A word-for-word copy of all entries is required, without images.

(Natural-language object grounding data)
┌────────

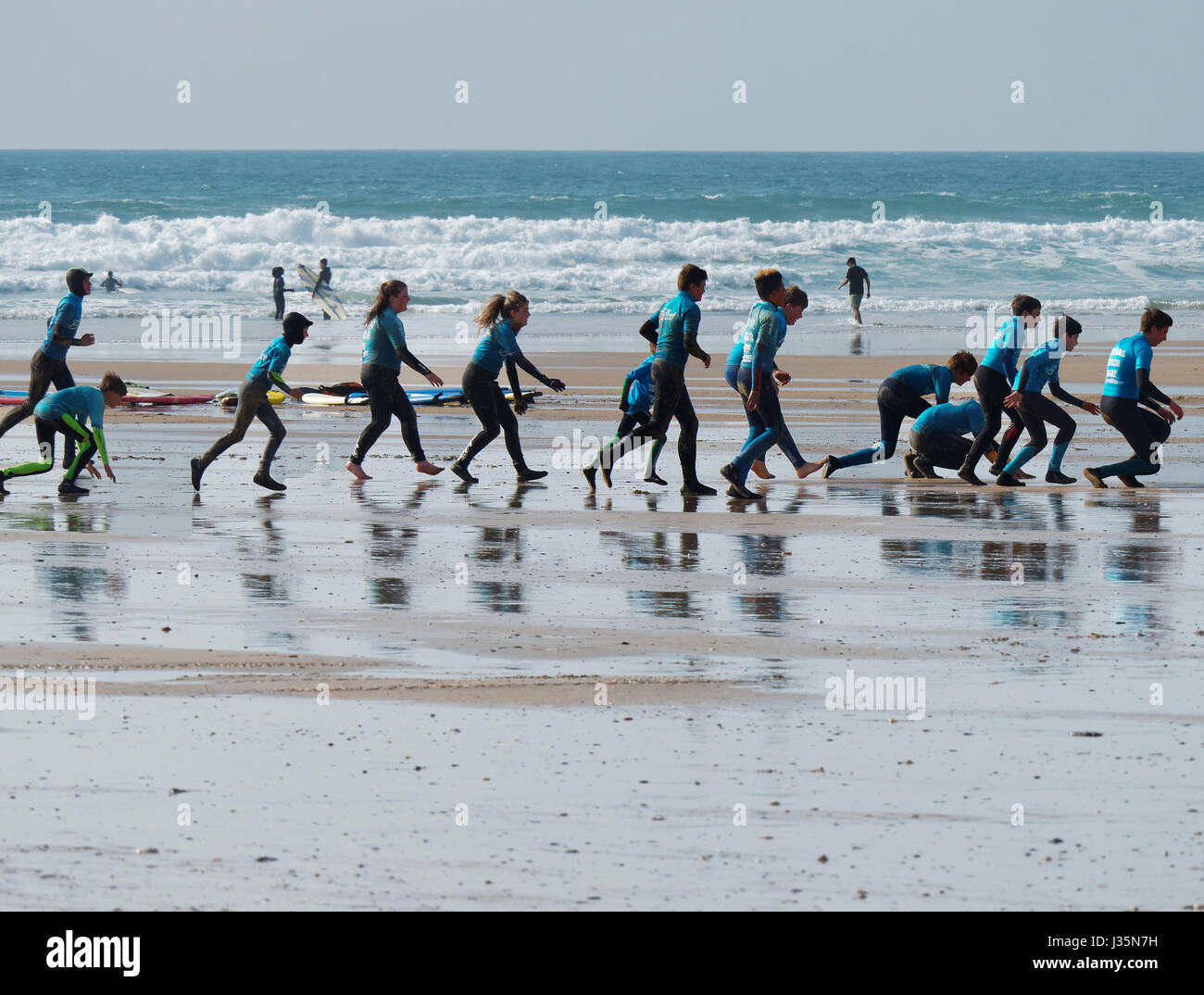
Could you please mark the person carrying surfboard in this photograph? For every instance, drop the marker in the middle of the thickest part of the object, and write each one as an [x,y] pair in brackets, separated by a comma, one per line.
[501,318]
[253,402]
[384,351]
[49,363]
[69,412]
[323,282]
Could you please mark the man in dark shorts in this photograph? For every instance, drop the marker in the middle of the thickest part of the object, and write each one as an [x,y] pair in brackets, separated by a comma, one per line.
[859,285]
[1127,385]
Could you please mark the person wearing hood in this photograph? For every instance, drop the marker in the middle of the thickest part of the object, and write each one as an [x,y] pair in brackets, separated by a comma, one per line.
[49,363]
[253,402]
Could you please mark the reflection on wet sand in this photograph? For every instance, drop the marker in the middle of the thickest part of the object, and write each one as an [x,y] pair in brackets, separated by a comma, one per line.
[264,547]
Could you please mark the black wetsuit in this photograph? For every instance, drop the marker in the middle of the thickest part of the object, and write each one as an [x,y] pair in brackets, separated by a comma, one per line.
[992,388]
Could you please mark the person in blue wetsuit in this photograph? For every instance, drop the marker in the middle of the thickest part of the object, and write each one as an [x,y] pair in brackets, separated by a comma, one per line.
[902,396]
[636,402]
[384,351]
[1035,409]
[674,329]
[49,363]
[501,320]
[1128,384]
[763,334]
[787,315]
[253,402]
[994,381]
[938,436]
[69,412]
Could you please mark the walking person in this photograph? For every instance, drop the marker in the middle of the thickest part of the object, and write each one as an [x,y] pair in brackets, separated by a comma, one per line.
[859,287]
[501,320]
[674,329]
[49,363]
[384,351]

└────────

◆ Response ◆
Could you please mark the person carrying surfboard in this photograph? For every instance, drop the marker in the middle of the thickest part of the object, and write each one as an [x,y] pair in brackets, separated by a comma, one per line.
[501,318]
[253,402]
[384,351]
[49,363]
[69,412]
[323,282]
Could you please mark the man in dark shorts in this photograph? For every instance, drop the marker in the middle of the thickest part of the object, and write each one as an [x,y] pair in brackets, separated by a comma, one per line.
[859,285]
[1127,385]
Could you please mark the person wearing hood in this photograph? For every instance, drop the marker in the middle of the thickest part of the object, and write each one as an [x,y] pair in brackets, separated by a comma, one per line.
[49,363]
[253,402]
Could you please mark the reflection on wet sand in this photograph? For every instance, drop the marker in the middle of the thickest part of the object, and write each one as an [x,y] pair in brackets, separated by a comma, one per line.
[264,547]
Could you please mark the black wetsuit in this photograph? For every instance, drop the marker in the middle of the thickest part of the object, and write each one as an [x,y] pair in brackets, separated by a comma, one per line.
[992,388]
Could you please mark the person in blue wetsuit in this photograph? For every instance, drop the marker in the middle of the thickest part of the object, and write each one as an [x,y] pair in brackets, separated by a comma, one per line.
[902,396]
[636,402]
[384,351]
[1035,409]
[674,329]
[49,363]
[501,320]
[1128,384]
[763,334]
[787,315]
[253,402]
[994,381]
[938,436]
[69,412]
Could you please mark the walking person in this photograph? For every instance, drop the marker in the middle of the thickest part of the object, and write each one as an [x,y] pair in brackets, separated by a comma, one per line.
[859,287]
[501,320]
[674,329]
[49,363]
[384,351]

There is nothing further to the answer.